• [YOUR OBJECTIVE]
Your copy should match the entries below exactly, apart from the images.
━━━━━━━━
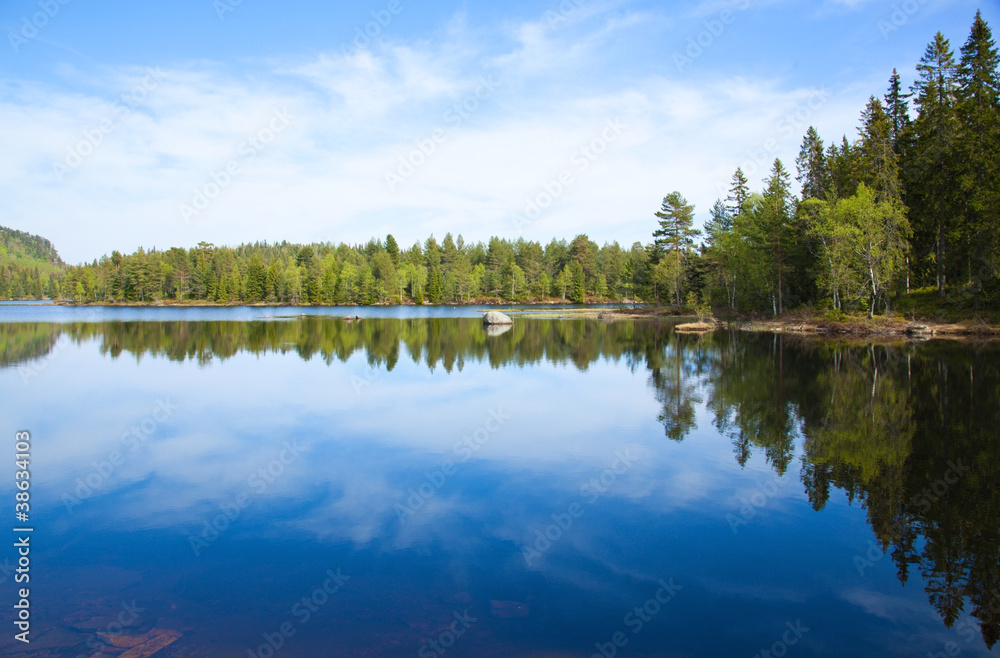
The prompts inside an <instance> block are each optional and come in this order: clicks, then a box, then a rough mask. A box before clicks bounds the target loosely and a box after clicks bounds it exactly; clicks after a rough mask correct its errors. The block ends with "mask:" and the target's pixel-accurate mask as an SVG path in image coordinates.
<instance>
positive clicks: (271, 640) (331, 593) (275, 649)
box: [247, 567, 351, 658]
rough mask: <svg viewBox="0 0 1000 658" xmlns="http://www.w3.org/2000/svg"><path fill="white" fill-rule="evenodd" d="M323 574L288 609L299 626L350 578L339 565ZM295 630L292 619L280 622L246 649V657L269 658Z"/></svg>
mask: <svg viewBox="0 0 1000 658" xmlns="http://www.w3.org/2000/svg"><path fill="white" fill-rule="evenodd" d="M324 576H326V579H325V580H324V581H323V582H322V583H321V584H319V585H317V586H316V587H314V588H313V590H312V591H311V592H308V593H307V594H306V595H305V596H303V597H302V598H301V599H299V600H298V601H296V602H295V603H294V605H292V607H291V609H290V610H289V611H288V614H289V616H291V617H293V618H295V619H297V620H298V623H299V625H300V626H303V625H305V624H308V623H309V620H310V619H312V616H313V615H314V614H316V613H317V612H319V611H320V608H322V607H323V606H325V605H326V604H327V603H328V602H329V601H330V597H332V596H334V595H335V594H336V593H337V592H339V591H340V590H341V588H342V587H343V586H344V583H346V582H347V581H348V580H350V579H351V577H350V576H348V575H345V574H343V573H341V572H340V567H338V568H337V570H336V571H334V570H333V569H327V570H326V573H325V574H324ZM296 632H298V629H297V628H295V624H294V623H293V622H292V621H284V622H282V623H281V624H280V625H279V626H278V628H277V630H275V631H273V632H270V633H264V634H263V636H262V637H263V639H264V642H263V643H262V644H260V645H258V646H257V648H256V649H247V658H271V656H273V655H274V654H275V653H276V652H277V651H278V650H279V649H281V648H282V647H283V646H285V642H287V641H288V639H289V638H291V637H292V636H294V635H295V633H296Z"/></svg>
━━━━━━━━
• [RESULT]
The prompts inside an <instance> block are each optional and come in this order: clicks, then a box, then a rough mask. A box before clicks bounds the target loosely and a box after clicks bounds it exactly; clicks after a rough mask correct its errors. The block ends with "mask:" and the target's pixel-accurate mask as an SVG path in image coordinates.
<instance>
positive clicks: (271, 640) (331, 593) (275, 649)
box: [247, 567, 351, 658]
rough mask: <svg viewBox="0 0 1000 658" xmlns="http://www.w3.org/2000/svg"><path fill="white" fill-rule="evenodd" d="M323 574L288 609L299 626L350 578L339 565ZM295 630L292 619L280 622L246 649V657L269 658Z"/></svg>
mask: <svg viewBox="0 0 1000 658" xmlns="http://www.w3.org/2000/svg"><path fill="white" fill-rule="evenodd" d="M324 576H326V579H325V580H324V581H323V582H322V583H321V584H319V585H317V586H316V587H314V588H313V590H312V591H311V592H308V593H307V594H306V595H305V596H303V597H302V598H301V599H299V600H298V601H296V602H295V603H294V605H292V607H291V609H290V610H289V611H288V614H289V616H291V617H293V618H295V619H297V620H298V623H299V625H300V626H303V625H305V624H308V623H309V620H310V619H312V616H313V615H314V614H316V613H317V612H319V611H320V608H322V607H323V606H325V605H326V604H327V603H328V602H329V601H330V597H332V596H334V595H335V594H336V593H337V592H339V591H340V590H341V588H342V587H343V586H344V583H346V582H347V581H348V580H350V579H351V577H350V576H348V575H345V574H343V573H341V572H340V567H338V568H337V570H336V571H334V570H333V569H327V570H326V573H325V574H324ZM296 632H298V629H297V628H295V624H294V623H293V622H292V621H284V622H282V623H281V624H280V625H279V626H278V628H277V630H275V631H273V632H270V633H264V634H263V636H262V637H263V639H264V642H263V643H262V644H260V645H258V646H257V648H256V649H247V658H271V656H273V655H274V654H275V653H276V652H277V651H278V650H279V649H281V648H282V647H283V646H285V642H287V641H288V639H289V638H291V637H292V636H294V635H295V633H296Z"/></svg>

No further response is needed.